**Your goal:**
Output exactly, please, the lines of the records below from the one containing "Target: <item>dahlia flower</item>" through the final line.

**Stored entries:**
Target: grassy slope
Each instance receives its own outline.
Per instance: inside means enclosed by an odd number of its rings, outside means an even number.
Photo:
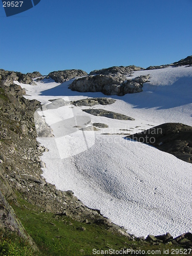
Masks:
[[[110,248],[115,250],[133,248],[146,252],[148,250],[163,252],[167,249],[170,251],[172,248],[179,248],[169,244],[153,245],[144,241],[130,241],[119,233],[112,233],[102,225],[82,223],[66,216],[42,211],[19,197],[18,201],[20,207],[12,206],[38,247],[38,255],[94,255],[94,248],[108,251]]]

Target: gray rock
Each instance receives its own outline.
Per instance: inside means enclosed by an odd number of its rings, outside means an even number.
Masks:
[[[101,92],[106,95],[122,96],[127,93],[141,92],[143,82],[147,81],[149,77],[149,75],[147,75],[126,80],[125,76],[90,75],[75,80],[69,88],[80,92]]]
[[[157,238],[155,238],[154,236],[152,236],[151,234],[148,234],[147,237],[146,238],[146,241],[152,241],[156,242],[157,241]]]
[[[91,110],[82,110],[83,111],[97,116],[104,116],[108,118],[112,118],[113,119],[126,120],[134,120],[132,117],[122,115],[121,114],[112,112],[102,109],[91,109]]]
[[[91,125],[87,127],[84,127],[83,128],[81,128],[79,129],[80,131],[100,131],[100,129],[96,128],[96,127]]]
[[[96,127],[98,127],[99,128],[108,128],[109,125],[105,124],[105,123],[94,123],[93,125]]]
[[[127,67],[112,67],[108,69],[102,69],[99,70],[94,70],[90,73],[89,75],[111,75],[116,74],[121,74],[122,75],[129,75],[133,71],[141,70],[143,69],[140,67],[135,66],[129,66]]]
[[[72,103],[76,106],[93,106],[94,105],[110,105],[115,102],[116,100],[109,98],[91,98],[80,99],[73,101]]]

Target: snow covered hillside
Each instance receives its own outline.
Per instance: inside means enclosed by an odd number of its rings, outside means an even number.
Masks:
[[[26,98],[47,105],[38,113],[53,130],[53,138],[38,140],[49,151],[42,160],[46,180],[58,189],[72,190],[89,207],[99,209],[129,233],[146,237],[192,232],[192,165],[148,145],[118,134],[136,132],[165,122],[192,126],[192,67],[136,71],[133,78],[150,74],[143,91],[106,105],[78,106],[69,101],[107,97],[101,93],[79,93],[51,79],[37,86],[19,84]],[[49,100],[61,98],[61,104]],[[112,119],[82,111],[103,109],[135,120]],[[107,124],[99,131],[78,126]],[[105,134],[105,135],[103,134]]]

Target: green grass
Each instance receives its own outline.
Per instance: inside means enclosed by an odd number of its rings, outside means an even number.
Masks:
[[[25,240],[15,233],[0,230],[1,256],[37,255]]]
[[[169,249],[170,252],[173,248],[163,244],[153,245],[143,241],[129,241],[119,233],[112,234],[102,225],[82,223],[66,216],[45,212],[25,200],[18,201],[21,206],[12,207],[36,243],[39,255],[94,255],[93,249],[109,251],[110,248],[119,250],[123,248],[162,252]],[[84,231],[79,229],[82,227]]]

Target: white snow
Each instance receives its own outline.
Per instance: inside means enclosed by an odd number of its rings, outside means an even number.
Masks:
[[[72,190],[91,208],[123,226],[129,233],[146,237],[170,232],[175,237],[192,232],[192,165],[123,135],[102,134],[141,132],[164,122],[192,125],[192,67],[134,72],[133,77],[151,75],[141,93],[124,96],[112,105],[64,105],[39,111],[53,129],[54,138],[38,138],[49,148],[42,160],[43,176],[58,189]],[[37,86],[21,84],[26,96],[43,104],[61,98],[74,100],[109,97],[101,93],[78,93],[53,80]],[[17,82],[18,84],[19,84]],[[135,121],[95,116],[82,109],[102,108]],[[109,128],[80,131],[74,126],[101,122]],[[122,131],[120,129],[127,129]]]

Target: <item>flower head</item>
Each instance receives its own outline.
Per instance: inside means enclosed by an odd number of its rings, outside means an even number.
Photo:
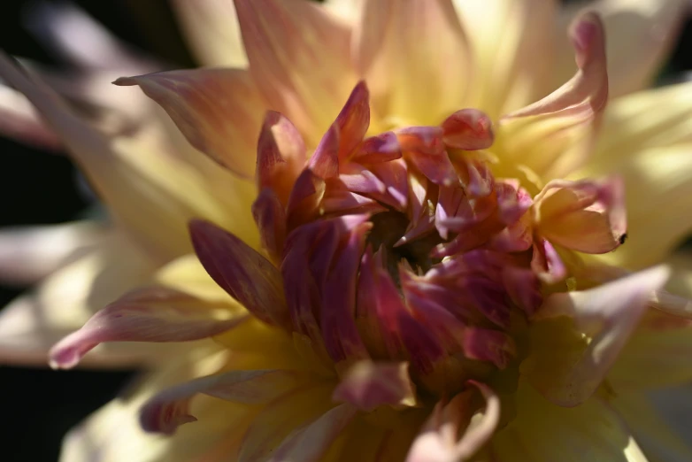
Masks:
[[[666,267],[596,257],[627,233],[626,181],[580,174],[612,124],[600,17],[570,30],[574,76],[503,115],[511,98],[461,78],[489,58],[450,2],[365,2],[353,30],[303,1],[235,4],[249,72],[116,83],[254,174],[260,245],[200,214],[196,258],[95,315],[52,365],[104,342],[214,337],[220,352],[180,361],[213,365],[155,386],[139,414],[209,459],[639,457],[609,404],[631,377],[618,358],[688,309],[662,290]],[[511,65],[503,91],[533,95]],[[248,133],[256,157],[239,155]]]

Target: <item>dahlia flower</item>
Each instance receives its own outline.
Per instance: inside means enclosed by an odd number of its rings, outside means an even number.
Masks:
[[[233,173],[227,194],[256,192],[242,212],[258,234],[196,183],[142,204],[156,248],[195,196],[195,255],[59,342],[51,365],[106,342],[217,347],[166,358],[74,430],[65,459],[688,459],[642,392],[692,376],[689,277],[651,266],[692,225],[692,87],[608,105],[594,11],[570,27],[576,73],[543,91],[549,2],[356,4],[236,0],[247,70],[116,81]],[[623,69],[634,86],[648,74]],[[46,88],[2,71],[78,158],[101,156],[106,197],[148,186]]]

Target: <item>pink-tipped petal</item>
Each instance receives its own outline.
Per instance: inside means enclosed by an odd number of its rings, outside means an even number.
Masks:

**Task result:**
Target: <item>dahlia flower</item>
Each instance receives its own outline.
Per instance: inside means enclosed by an odd number of its rings, outside means an even number.
Masks:
[[[233,173],[227,194],[256,192],[242,212],[258,234],[196,183],[142,204],[156,248],[195,196],[195,255],[59,342],[51,365],[106,342],[217,347],[166,358],[74,430],[65,459],[688,459],[642,392],[692,376],[689,277],[651,266],[692,225],[692,87],[608,105],[594,11],[570,27],[576,73],[543,91],[549,2],[356,4],[236,0],[247,70],[116,81]],[[623,69],[634,86],[648,74]],[[46,88],[2,71],[78,158],[101,156],[106,197],[148,186]]]

Target: <item>pink-tipped petal</item>
Each instance receives its own outline.
Per instance: inside means enclosed by an odd number of its rings, outside means an even number.
Masks:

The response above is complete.